Coordinate labeling data:
○ ○ ○

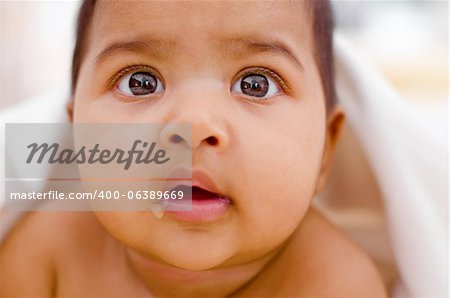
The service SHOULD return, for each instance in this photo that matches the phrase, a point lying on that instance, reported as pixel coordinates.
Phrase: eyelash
(112, 82)
(263, 70)
(267, 71)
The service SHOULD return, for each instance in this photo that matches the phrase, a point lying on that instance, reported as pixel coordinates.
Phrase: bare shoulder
(320, 261)
(29, 254)
(335, 266)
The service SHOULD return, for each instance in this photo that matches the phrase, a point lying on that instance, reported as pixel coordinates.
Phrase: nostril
(176, 139)
(212, 141)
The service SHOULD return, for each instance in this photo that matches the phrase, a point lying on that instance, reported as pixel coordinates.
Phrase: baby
(255, 81)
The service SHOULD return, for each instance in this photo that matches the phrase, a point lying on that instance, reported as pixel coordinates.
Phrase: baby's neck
(168, 281)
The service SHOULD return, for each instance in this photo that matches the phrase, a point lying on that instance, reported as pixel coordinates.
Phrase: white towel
(407, 150)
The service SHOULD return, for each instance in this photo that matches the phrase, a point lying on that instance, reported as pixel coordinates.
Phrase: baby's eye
(140, 84)
(256, 85)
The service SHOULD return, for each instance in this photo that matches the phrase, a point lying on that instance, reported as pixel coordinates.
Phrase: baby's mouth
(205, 205)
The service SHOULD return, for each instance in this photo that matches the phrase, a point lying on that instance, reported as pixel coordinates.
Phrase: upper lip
(199, 179)
(203, 180)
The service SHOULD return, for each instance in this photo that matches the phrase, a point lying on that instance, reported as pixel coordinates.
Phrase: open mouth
(199, 194)
(205, 205)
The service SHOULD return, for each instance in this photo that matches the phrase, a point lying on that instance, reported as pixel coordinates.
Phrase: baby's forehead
(211, 20)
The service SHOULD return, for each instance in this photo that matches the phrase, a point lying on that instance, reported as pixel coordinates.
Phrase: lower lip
(204, 210)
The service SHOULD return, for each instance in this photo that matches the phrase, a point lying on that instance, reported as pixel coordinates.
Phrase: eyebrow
(248, 46)
(151, 47)
(237, 46)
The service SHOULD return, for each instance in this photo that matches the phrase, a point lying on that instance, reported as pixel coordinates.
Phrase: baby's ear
(335, 125)
(69, 109)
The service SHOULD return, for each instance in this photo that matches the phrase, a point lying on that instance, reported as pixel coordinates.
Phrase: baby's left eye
(140, 84)
(256, 85)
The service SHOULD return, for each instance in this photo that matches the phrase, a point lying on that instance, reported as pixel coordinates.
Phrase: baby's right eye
(140, 83)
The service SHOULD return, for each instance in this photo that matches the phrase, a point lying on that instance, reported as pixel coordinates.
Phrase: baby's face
(244, 75)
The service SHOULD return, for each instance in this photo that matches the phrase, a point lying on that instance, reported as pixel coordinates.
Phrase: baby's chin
(193, 257)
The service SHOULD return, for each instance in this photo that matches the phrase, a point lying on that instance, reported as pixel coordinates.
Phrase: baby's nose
(200, 114)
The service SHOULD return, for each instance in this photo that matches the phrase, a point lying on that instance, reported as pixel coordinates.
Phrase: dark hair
(323, 25)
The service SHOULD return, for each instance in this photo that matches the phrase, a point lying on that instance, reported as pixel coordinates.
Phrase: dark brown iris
(255, 85)
(142, 83)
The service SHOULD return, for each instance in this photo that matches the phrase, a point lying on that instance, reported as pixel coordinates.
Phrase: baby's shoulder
(320, 261)
(32, 250)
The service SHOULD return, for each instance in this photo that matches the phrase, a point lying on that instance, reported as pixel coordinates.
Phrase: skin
(270, 156)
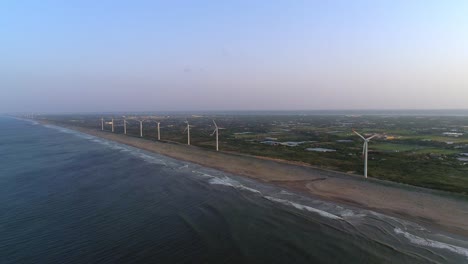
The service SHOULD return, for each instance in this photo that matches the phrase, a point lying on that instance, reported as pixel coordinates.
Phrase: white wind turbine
(125, 125)
(188, 132)
(141, 127)
(365, 149)
(159, 131)
(216, 131)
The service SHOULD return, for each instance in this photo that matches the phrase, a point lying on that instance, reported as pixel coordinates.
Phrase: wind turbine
(188, 132)
(159, 131)
(141, 127)
(125, 125)
(217, 134)
(365, 149)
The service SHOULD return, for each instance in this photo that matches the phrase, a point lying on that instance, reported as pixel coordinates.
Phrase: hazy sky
(231, 55)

○ ○ ○

◆ **Job**: Omit the pictures and restate the rest of the records verbatim.

◆ **Complete output**:
The service SHOULD return, for each instance in this photo that matches the phrase, a point lying on that instance, reported as pixel coordinates.
Phrase: eyelash
(112, 82)
(263, 70)
(267, 71)
The service SHOULD return, for each instance in this photo that matches the phrase, a point lying on that instance, reported as pixel coordinates.
Phrase: bare shoulder
(320, 261)
(29, 254)
(335, 266)
The service SHOULD return, for each instance in this photo that matches the phrase, a point lying on that instance, reported as pixel coordinates.
Phrase: nostril
(176, 139)
(212, 141)
The service SHOULD return, for each instance in this photo that matches the phrase, a point lying on that instance, reported as pixel coordinates.
Phrase: baby
(255, 81)
The service SHOULD return, for each instance in this photo that matches the phrase, a point lying on that instance, reported as pixel coordinates.
Phrase: baby's neck
(168, 281)
The service SHOULD return, for each instance in this photo that matches the phrase, a point lying on that instance, reported as pixel coordinates.
Phrase: white towel
(407, 150)
The service SHOULD return, for each instance in this photo that matches the phrase, a point lying on that instance, reported as pixel coordinates.
Phrase: baby's eye
(140, 84)
(256, 85)
The service SHOULD return, for each instance in this photo that matches the phrase, a point lying on that instance, reported as pixel coordinates.
Phrase: baby's mouth
(205, 205)
The service SHOULD return, for each instance in this photo that matches the phrase, a point lying on that instance, reported as pixel coordinates.
Phrase: upper lip
(199, 179)
(203, 180)
The service SHOULD return, for each instance in this photo that matches the phrase, a point lying on that instance, reported as pixel coordinates.
Phrase: open mouth
(199, 194)
(205, 205)
The service SHOULD return, for each instance in this photo that matches the phrase, a point lying on that instance, reported as pixel coordinates.
Phrase: baby's forehead
(211, 20)
The service SHOULD return, for each instance in this photo that matches the phrase, a point lying on that instance, reported as pixel coordinates.
Phrase: lower lip
(204, 210)
The service SHOULD return, for each instance in this photo that matches the phrase, a point lying on that instance, reported as pixel coordinates.
Phrase: eyebrow
(248, 46)
(151, 47)
(237, 46)
The service SHOULD return, for each instance in this photo that matches the phrase, a point lying on that instance, reported as pixel coordinates.
Phrase: baby's ear
(335, 125)
(69, 109)
The service SHOULD return, for each instance in this photo that matches the phrase, a point lying on that instance, reported as pixel coordinates.
Phrase: baby's left eye
(140, 84)
(256, 85)
The service SHOULD return, for each instance in this photo that matches the phrase, a point lying on that instance, reported as pixel coordinates.
Phrase: baby's right eye
(140, 83)
The service SHOULD return, for each instance in this photo that matches the phrase, a point lying on that instance, reported as pixel coordinates.
Phrase: baby's face
(244, 75)
The service SHOULD return, for each instance in this photo that matches the phrase, a point lying on that instance, reported as pixel coordinates.
Phrase: baby's chin
(193, 257)
The service SHOULD return, for each instance in this photo that matches the phrase, a point lying on that instance, reported as pixel coordinates.
Phrase: baby's nose
(200, 114)
The service SHOULD return, for each instance in this photo that matches the phrase, a point lying on that instance, reported as pixel coordinates.
Phrase: dark hair
(323, 25)
The service SHOULD return, for each instance in this photo that matches the phrase, a point lying on that instance, reported as pixel coordinates.
Phrase: dark brown iris
(255, 85)
(142, 83)
The service SHOULD return, for each instance in this photo that matches the phrase, a point lying on that instance, reported as pixel coordinates.
Phrase: baby's shoulder
(320, 261)
(32, 250)
The service SHOULD return, for each instance in this photo that matches the phrase, a point lying on that instance, reported as pixel coordinates.
Phrase: skin
(270, 156)
The service SHOULD return, for each instance in this photo that matches the phrase, a point lying on that instance, reported as pixel coordinates.
Phrase: white wind turbine
(125, 125)
(188, 132)
(141, 127)
(365, 149)
(159, 131)
(216, 131)
The service SHOULD return, for each instance in this photo that matches the phrase, a point lying on that instance, reported as pixel coordinates.
Phrase: wind turbine
(188, 132)
(159, 131)
(141, 127)
(125, 125)
(217, 134)
(365, 149)
The service SHOULD return, for each instance in this photo that matches the phrase, a point lying on that instance, reported as pixel coordinates.
Phrase: hazy sky
(231, 55)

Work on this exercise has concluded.